→ **COMPLETA QUANTO SEGUE**
1. Indica se ciascuna affermazione concorda con il testo su Saracena, rispondendo sì o no e citando le parole decisive del testo. (a) Saracena conta oggi poco più di quattromila abitanti. (b) Per le unità macrostoriche ciò che conta soprattutto sono gli eventi narrati. (c) Il significato delle Crociate è indicato come qualcosa che è cambiato nelle diverse epoche storiche.
2. Secondo il testo su Saracena, quale sarebbe la prima difficoltà da affrontare nello scrivere la storia del comune?
3. Riprendi il testo su Saracena e proseguilo a partire dalla sua ultima frase.

→ **TESTO DELLA PAGINA**
= = = = =

Saracena è un piccolo comune della Calabria...

Da Bruno Corino @CorinoBruno

Storia congetturale, storia interpretativa....

Saracena (Cosenza) è un piccolo comune della Calabria, che oggi conta poco più di quattromila abitanti, pertanto non è concepibile pensare di poter scrivere la storia di questa microrealtà come se si trattasse di una grande nazione. La prima difficoltà con la quale bisognerebbe fare i conti sarebbe la scarsità di “fonti scritte”. E, se diamo ascolto a un vecchio e noto adagio crociano, una storia senza relazione con il documento scritto è una storia inverificabile

Tuttavia, quando si pensa alla storia, quella, ad esempio, appresa sui banchi di scuola, l’unità di analisi che si ha in mente riguarda le nazioni, i grandi imperi, o le grandi correnti economiche e culturali. Per queste unità macrostoriche, la storiografia diventa una questione di «interpretazione», poiché quando si prendono in esame queste realtà in discussione non sono tanto gli eventi narrati, quanto le diverse prospettive attraverso le quali quegli eventi vengono interpretati. Ed è in questo circolo interpretativo che entra in gioco il ruolo assegnato alla lotta politica e culturale. Per citare alcuni esempi, si potrebbe verificare come, sollecitate da circostanze contingenti, siano cambiate di “senso”, nelle diverse epoche storiche, le lotte dei Comuni contro l’Impero oppure il significato delle Crociate.

Quando si ha a che fare con unità di analisi così piccole, l’errore metodologico che si dovrebbe evitare è di credere di poter applicare, meccanicamente, un approccio storiografico, elaborato per interpretare realtà ben più complesse e articolate, a realtà circoscritte e di proporzioni piuttosto modeste. L’illusione consiste nel credere di poter assimilare la “storia” di un piccolo abitato a realtà di tutt’altre dimensioni e complessità, come se, anziché parlare di un paesino come tanti, stessimo parlando di chissà quale grande metropoli o entità statale. Non ci si accorge che così operando, in prima istanza, si fa torto proprio alla memoria del proprio paese, in quanto non la si rispetti nella propria specificità.

Ogni piccolo “centro abitato”, e Saracena non fa eccezione a questa regola, rientra in una qualche citazione o memoria storica soltanto quando è stata sfiorato o ha partecipato, per una ragione o per l’altra, a un processo di ben altre dimensioni. Altrimenti, raramente si conservano e si tramandano ai posteri i documenti “scritti”, attraverso i quali diventa possibile interpretare, almeno nelle sue linee essenziali, un quadro storico attendibile.

= = = = =

→ **RIGHE FORNITE**
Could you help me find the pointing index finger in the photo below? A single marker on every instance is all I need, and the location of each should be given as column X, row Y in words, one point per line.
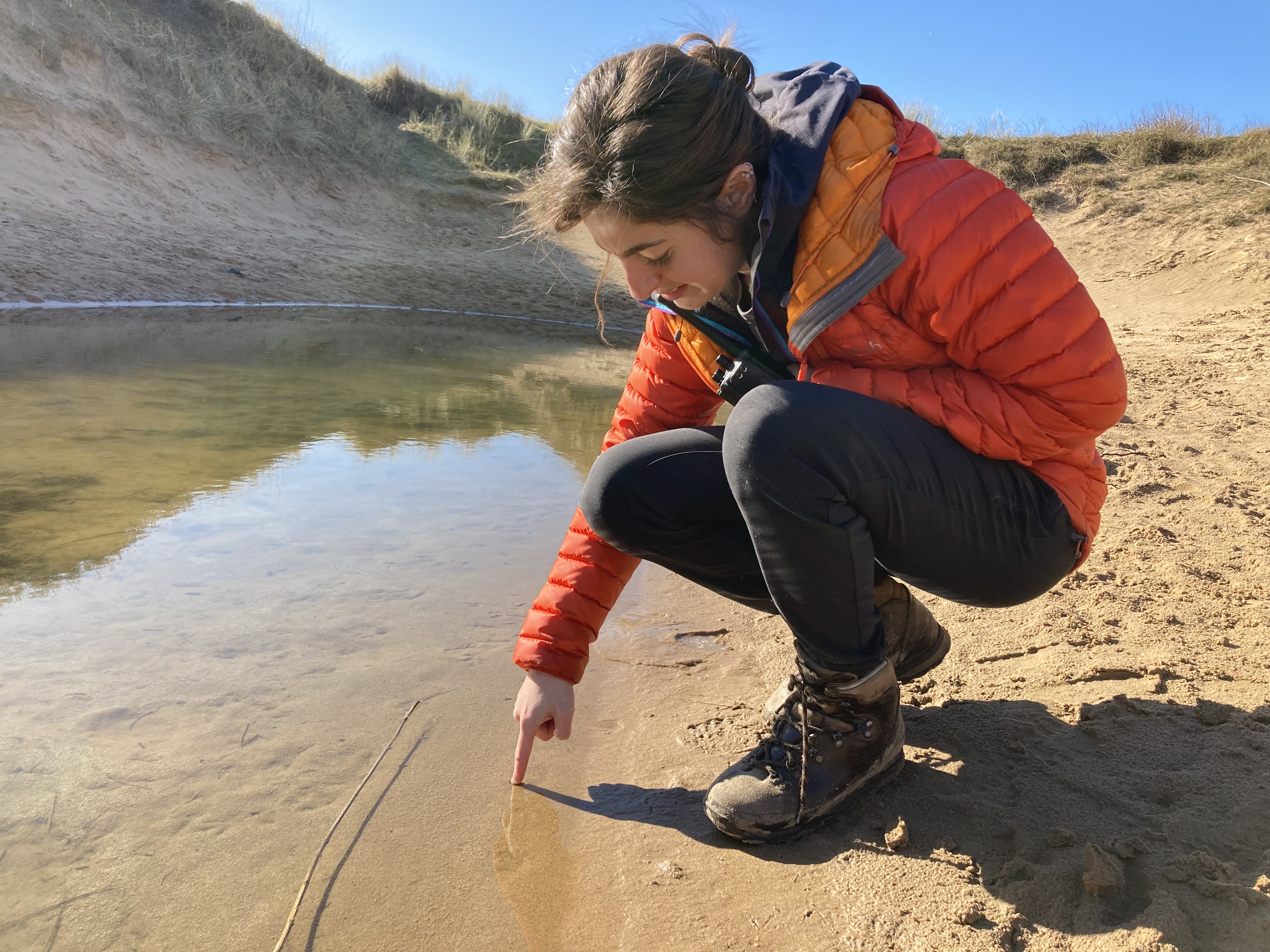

= = = = =

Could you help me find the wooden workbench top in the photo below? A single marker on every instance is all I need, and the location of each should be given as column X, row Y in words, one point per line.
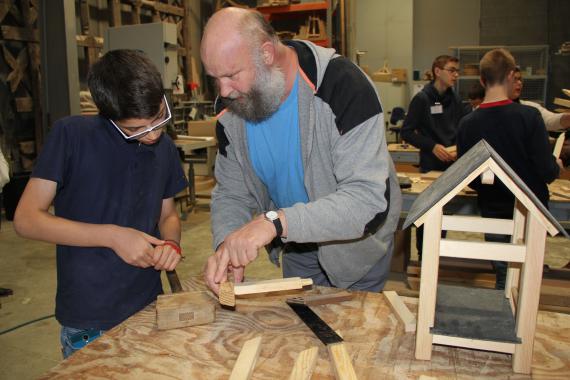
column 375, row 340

= = = = =

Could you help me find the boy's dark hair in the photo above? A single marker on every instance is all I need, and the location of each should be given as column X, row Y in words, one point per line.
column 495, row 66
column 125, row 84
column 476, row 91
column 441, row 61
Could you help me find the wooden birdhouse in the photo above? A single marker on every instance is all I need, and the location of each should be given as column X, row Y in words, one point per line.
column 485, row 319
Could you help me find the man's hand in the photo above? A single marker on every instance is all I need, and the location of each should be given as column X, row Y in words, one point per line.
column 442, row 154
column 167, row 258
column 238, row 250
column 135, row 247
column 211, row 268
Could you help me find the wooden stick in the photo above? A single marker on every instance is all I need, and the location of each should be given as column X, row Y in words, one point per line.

= = = = =

→ **RISPOSTE AI COMPITI**
1.
(a) Sì: "che oggi conta poco più di quattromila abitanti"
(b) No: "in discussione non sono tanto gli eventi narrati, quanto le diverse prospettive attraverso le quali quegli eventi vengono interpretati"
(c) Sì: "siano cambiate di “senso”, nelle diverse epoche storiche, le lotte dei Comuni contro l’Impero oppure il significato delle Crociate"

2. La scarsità di “fonti scritte”.

3.
Non sempre possiamo addebitare questa incuria al disinteresse o al disamore per il passato del proprio luogo natìo. Il più delle volte è accaduto che tale incuria sia dovuta a ciò che si definisce mancanza di “senso storico”. Appare evidente che senza profondi mutamenti, tali da provocare degli scarti tra il presente e il passato, è difficile avvertire i passaggi epocali della propria storia, senza i quali, nella coscienza di una piccola comunità, non si può formare nessun il senso storico.

Con ciò non voglio dire che in questi piccoli paesi non ci fossero dei sostanziali cambiamenti, ma soltanto che essi erano talmente lenti e quasi impercettibili da non suscitare, in chi li viveva, il bisogno di registrarli e di tramandarli ai posteri.

Ecco perché l’unico avvenimento degno che i nostri antenati hanno considerato di essere tramandato oralmente è, in generale, legato alla propria fondazione, forse perché, come sospettava lo storico francese Lucien Febvre, sono proprio «i periodi delle origini che attraggono lo storico», in quanto «vi pullulano misteri da chiarire, resurrezioni da tentare»

Ma, purtroppo, le scarse e lacunose notizie tramandateci dalla tradizione orale restano avvolte da una coltre leggendaria, che impedisce allo sguardo dello storico di chiarire quale nucleo di verità essa sottende. La leggenda a cui, oltre alla tradizione orale, si richiama anche uno stemma dipinto su un polittico cinquecentesco – che oggi è riconosciuto come lo Stemma ufficiale del Comune – e che sin da bambino ha attirato la mia curiosità, si riferisce proprio al momento della fondazione di Saracena. Si narra, infatti, che il nostro paese abbia preso il nome da una Donna Saracina che, a capo di un manipolo di saraceni, aveva occupato quel sito, e che sorpresa nel cuore della notte dall’arrivo dell’esercito bizantino, abbia dapprima tentato una difesa e che poi sia stata uccisa non senza mettere in salvo una parte della popolazione. I pochi superstiti hanno costruito il paese nel luogo in cui lo vediamo adesso e in memoria della eroica resistenza della donna lo hanno chiamato “La Saracina”.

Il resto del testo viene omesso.